%%

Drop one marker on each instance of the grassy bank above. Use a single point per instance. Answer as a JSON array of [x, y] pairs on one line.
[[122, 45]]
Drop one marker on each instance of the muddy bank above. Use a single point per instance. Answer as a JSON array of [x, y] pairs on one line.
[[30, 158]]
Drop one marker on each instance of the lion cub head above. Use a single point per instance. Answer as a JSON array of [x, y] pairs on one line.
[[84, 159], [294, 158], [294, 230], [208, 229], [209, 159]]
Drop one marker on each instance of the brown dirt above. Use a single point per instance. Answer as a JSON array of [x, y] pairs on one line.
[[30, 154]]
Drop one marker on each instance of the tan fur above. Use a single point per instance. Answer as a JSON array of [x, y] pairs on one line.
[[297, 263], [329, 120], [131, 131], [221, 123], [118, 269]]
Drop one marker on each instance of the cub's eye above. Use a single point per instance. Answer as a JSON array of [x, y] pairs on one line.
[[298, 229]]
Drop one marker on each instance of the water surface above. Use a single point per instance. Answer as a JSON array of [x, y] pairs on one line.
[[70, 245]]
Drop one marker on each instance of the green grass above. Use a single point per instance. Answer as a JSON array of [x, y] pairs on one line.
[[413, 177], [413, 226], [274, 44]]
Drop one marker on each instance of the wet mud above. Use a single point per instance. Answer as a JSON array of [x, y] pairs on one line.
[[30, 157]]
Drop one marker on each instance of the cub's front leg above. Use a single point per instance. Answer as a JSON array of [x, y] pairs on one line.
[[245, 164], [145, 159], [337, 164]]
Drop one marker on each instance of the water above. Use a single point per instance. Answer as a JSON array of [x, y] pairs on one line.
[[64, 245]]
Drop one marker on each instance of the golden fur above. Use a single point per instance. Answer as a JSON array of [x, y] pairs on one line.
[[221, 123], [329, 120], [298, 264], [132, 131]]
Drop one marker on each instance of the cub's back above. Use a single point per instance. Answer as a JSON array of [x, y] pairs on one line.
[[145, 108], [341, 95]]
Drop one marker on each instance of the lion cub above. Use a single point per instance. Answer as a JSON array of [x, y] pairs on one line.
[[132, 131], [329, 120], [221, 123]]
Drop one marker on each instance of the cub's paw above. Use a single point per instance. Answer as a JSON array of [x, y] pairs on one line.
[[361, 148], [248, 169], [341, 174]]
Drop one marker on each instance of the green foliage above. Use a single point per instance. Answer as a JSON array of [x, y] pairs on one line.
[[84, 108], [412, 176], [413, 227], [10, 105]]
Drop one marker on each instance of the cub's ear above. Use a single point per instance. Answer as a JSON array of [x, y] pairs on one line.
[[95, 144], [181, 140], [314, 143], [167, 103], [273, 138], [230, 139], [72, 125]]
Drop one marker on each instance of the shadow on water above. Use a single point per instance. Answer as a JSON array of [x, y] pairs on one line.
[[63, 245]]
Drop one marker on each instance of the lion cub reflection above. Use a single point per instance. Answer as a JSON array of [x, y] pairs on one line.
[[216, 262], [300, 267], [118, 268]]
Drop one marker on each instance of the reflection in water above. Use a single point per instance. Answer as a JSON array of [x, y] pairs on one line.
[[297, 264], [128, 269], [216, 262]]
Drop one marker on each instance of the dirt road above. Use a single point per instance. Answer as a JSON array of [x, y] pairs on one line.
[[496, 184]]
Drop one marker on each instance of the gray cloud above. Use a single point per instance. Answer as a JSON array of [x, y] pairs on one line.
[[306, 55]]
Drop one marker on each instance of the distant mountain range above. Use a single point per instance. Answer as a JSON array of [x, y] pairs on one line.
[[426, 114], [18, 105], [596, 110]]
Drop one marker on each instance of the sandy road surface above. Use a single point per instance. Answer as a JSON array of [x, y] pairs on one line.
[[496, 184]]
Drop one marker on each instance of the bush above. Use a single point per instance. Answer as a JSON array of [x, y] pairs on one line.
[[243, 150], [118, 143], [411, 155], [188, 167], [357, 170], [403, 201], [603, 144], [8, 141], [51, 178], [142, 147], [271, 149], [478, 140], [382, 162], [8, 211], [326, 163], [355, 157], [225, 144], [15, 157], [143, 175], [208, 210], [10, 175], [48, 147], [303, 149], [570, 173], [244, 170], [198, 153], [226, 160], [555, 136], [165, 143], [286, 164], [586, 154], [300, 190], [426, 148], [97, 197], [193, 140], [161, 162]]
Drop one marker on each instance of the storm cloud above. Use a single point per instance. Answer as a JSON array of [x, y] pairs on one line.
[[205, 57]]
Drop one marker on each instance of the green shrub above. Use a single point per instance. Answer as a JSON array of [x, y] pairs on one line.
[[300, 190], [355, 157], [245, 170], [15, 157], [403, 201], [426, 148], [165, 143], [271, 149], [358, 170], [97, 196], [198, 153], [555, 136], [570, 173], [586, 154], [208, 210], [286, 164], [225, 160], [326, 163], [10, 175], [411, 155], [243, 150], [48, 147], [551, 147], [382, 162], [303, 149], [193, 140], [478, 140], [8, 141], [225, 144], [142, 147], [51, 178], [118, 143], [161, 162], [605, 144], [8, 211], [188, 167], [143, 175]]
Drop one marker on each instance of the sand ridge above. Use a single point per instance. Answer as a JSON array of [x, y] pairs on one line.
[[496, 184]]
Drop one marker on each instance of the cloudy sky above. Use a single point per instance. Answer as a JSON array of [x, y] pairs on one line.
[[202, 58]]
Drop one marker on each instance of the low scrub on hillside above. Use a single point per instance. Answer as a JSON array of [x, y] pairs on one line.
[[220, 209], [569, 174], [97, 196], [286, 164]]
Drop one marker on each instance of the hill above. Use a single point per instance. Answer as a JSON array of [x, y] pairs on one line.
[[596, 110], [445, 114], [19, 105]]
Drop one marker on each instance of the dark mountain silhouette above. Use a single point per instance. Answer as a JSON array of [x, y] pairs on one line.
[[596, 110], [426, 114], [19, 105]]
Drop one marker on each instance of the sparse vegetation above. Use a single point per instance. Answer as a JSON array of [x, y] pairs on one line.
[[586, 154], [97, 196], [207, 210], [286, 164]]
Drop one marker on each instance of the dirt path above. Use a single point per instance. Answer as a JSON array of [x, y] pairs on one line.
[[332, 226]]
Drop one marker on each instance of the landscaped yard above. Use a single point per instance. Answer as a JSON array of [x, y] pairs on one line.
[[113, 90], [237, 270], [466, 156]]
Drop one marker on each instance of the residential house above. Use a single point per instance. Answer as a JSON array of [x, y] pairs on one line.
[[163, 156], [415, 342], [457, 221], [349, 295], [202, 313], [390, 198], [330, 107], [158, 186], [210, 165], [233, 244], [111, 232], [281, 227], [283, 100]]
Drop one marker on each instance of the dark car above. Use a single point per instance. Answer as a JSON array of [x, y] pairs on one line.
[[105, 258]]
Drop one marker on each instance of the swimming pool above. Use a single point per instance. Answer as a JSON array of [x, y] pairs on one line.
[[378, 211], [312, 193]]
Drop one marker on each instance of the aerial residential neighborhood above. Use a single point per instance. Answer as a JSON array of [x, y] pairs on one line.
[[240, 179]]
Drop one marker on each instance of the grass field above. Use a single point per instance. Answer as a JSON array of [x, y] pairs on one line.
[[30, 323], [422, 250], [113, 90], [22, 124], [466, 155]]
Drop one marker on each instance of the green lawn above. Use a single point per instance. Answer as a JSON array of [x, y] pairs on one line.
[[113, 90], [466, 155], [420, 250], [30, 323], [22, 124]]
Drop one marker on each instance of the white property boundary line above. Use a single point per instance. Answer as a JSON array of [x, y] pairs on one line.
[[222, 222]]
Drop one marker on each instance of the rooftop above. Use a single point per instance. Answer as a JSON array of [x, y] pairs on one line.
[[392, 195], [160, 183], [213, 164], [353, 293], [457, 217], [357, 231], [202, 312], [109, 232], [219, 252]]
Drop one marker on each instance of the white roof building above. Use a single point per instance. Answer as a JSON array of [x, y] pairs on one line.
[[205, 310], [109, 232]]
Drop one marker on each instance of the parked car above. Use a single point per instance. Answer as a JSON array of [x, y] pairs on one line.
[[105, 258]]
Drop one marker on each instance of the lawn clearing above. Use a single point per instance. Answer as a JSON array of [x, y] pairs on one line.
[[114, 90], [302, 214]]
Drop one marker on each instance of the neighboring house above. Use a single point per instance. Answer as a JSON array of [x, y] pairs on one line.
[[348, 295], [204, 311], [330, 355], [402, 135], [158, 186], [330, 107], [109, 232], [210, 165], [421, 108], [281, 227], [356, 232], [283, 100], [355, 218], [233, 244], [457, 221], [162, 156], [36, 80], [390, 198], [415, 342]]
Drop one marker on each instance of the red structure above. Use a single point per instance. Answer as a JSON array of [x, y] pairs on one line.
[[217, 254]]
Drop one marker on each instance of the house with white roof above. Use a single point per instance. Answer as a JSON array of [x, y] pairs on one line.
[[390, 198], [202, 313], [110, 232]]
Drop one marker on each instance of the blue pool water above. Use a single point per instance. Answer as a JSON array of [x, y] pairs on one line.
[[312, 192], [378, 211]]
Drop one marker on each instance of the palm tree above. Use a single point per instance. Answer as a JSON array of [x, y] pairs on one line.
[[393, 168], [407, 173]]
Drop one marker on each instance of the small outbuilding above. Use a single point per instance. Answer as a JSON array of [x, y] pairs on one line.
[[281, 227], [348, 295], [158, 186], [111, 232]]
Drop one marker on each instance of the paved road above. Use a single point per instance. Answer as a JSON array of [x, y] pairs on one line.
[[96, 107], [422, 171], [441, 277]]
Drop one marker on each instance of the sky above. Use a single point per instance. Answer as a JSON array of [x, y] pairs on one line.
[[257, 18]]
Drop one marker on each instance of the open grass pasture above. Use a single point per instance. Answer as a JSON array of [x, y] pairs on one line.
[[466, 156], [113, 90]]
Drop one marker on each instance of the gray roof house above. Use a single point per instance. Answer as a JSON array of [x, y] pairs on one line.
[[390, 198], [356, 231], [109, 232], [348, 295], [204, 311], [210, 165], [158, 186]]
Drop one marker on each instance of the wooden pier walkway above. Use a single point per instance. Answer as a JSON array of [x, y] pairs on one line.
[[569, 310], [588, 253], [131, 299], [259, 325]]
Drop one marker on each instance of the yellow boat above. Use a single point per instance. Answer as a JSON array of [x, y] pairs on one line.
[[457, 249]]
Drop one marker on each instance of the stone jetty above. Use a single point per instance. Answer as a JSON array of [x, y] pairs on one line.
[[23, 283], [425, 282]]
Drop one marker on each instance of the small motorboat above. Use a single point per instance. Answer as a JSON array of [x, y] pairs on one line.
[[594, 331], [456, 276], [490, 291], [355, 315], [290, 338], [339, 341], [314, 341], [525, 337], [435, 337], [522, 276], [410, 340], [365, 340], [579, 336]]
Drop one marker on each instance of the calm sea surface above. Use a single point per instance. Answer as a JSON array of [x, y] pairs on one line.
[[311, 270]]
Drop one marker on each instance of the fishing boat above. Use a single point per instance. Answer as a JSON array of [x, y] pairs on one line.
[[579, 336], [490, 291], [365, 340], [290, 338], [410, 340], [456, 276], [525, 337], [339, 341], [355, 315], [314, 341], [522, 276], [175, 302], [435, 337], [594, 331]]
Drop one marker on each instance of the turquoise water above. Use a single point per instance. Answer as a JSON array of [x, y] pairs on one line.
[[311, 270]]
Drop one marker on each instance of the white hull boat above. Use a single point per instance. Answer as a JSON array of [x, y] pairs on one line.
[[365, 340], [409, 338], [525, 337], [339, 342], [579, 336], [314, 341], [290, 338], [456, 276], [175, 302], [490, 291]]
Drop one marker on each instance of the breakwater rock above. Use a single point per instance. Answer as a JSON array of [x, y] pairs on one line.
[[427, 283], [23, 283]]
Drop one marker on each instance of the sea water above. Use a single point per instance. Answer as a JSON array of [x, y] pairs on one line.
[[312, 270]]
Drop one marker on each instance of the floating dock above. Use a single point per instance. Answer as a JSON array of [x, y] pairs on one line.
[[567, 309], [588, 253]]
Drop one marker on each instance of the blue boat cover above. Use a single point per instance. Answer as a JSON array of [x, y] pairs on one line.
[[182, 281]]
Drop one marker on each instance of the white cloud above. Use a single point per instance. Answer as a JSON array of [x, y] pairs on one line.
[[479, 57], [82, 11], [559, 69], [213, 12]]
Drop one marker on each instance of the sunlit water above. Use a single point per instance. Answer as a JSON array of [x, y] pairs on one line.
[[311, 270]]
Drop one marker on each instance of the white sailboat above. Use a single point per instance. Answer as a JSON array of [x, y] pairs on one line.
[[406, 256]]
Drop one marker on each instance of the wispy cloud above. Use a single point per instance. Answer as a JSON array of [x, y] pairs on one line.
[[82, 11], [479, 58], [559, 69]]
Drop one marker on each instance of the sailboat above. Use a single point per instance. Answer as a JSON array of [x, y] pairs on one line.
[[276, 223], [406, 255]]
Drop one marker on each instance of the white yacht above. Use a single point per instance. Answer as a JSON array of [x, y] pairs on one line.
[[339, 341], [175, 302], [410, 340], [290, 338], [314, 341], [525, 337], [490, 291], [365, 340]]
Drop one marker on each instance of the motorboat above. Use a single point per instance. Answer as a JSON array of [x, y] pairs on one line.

%%

» THE EXERCISE
Render the stretch from the start of the rows through the line containing "[[122, 45]]", both ends included, as a two-column CSV with the header instruction and points. Give one line per row, placing its text under instruction and its answer under points, each in a single quoted field with any line breaks replaced by spaces.

» OUTPUT
instruction,points
"Drop one marker on each instance of the grassy bank above. Use a single point per instance. Answer as a JSON array of [x, y] pairs on one line.","[[122, 45]]"